**Textauszug**:
====================
Jeder hat seine Andacht davor,
Weil Nepomuk auf der Brucken das Leben verlor….
J.W.v.Goethe
Aus einer nepomukarmen Gegend anreisend, sah ich den ersten Brückenheiligen dieser Reise auf der Isarbrücke in Landshut durch die regennassen Scheiben des Stadtbusses auf dem Weg zum Fritz-Koenig-Museum, dem zunächst meine Aufmerksamkeit galt. Wenn es so weiter regnet, dachte ich, wird wohl die Plattlinger Wasserprozession ins Wasser fallen.
====================
**Angezeigte Angaben**:
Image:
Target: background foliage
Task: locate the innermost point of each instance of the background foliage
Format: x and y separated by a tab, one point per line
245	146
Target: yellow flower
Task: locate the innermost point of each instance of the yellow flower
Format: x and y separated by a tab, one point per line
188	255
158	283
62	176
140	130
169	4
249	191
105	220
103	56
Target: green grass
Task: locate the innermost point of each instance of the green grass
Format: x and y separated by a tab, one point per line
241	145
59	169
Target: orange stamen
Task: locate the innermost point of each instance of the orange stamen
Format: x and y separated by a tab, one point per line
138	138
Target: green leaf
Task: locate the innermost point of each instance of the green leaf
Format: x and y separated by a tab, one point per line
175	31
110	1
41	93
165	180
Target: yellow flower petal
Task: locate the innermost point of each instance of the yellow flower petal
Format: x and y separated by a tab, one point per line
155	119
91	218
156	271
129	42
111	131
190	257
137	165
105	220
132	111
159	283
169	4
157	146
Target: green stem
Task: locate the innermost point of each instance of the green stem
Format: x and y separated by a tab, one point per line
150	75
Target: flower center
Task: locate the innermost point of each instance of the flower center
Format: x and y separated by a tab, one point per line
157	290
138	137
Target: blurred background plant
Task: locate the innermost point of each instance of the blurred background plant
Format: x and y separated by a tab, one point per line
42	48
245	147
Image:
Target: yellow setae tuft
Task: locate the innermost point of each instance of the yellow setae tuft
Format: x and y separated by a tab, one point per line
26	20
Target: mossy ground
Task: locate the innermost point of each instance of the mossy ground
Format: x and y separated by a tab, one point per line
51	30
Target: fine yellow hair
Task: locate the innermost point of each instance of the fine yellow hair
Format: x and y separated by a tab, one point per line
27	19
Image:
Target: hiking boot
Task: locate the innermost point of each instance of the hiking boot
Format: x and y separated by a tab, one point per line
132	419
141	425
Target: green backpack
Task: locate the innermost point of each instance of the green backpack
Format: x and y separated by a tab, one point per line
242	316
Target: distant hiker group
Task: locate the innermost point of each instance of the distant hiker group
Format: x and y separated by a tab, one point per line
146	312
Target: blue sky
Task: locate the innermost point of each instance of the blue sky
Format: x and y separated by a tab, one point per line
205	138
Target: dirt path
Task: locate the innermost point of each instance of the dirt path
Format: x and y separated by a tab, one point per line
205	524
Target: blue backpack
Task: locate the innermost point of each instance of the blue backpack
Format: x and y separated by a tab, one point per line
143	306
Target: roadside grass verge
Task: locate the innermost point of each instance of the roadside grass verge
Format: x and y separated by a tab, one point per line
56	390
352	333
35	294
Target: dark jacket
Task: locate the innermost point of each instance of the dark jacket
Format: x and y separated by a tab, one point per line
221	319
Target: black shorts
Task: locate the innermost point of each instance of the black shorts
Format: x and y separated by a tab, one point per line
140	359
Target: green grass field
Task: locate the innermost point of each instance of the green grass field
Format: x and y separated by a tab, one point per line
====================
**Aufgabe**:
Schreib den Textauszug von "J.W.v.Goethe" bis "ins Wasser fallen." noch einmal ab und tausche dabei "Landshut" gegen "Straubing".

**Antwort**:
J.W.v.Goethe
Aus einer nepomukarmen Gegend anreisend, sah ich den ersten Brückenheiligen dieser Reise auf der Isarbrücke in Straubing durch die regennassen Scheiben des Stadtbusses auf dem Weg zum Fritz-Koenig-Museum, dem zunächst meine Aufmerksamkeit galt. Wenn es so weiter regnet, dachte ich, wird wohl die Plattlinger Wasserprozession ins Wasser fallen.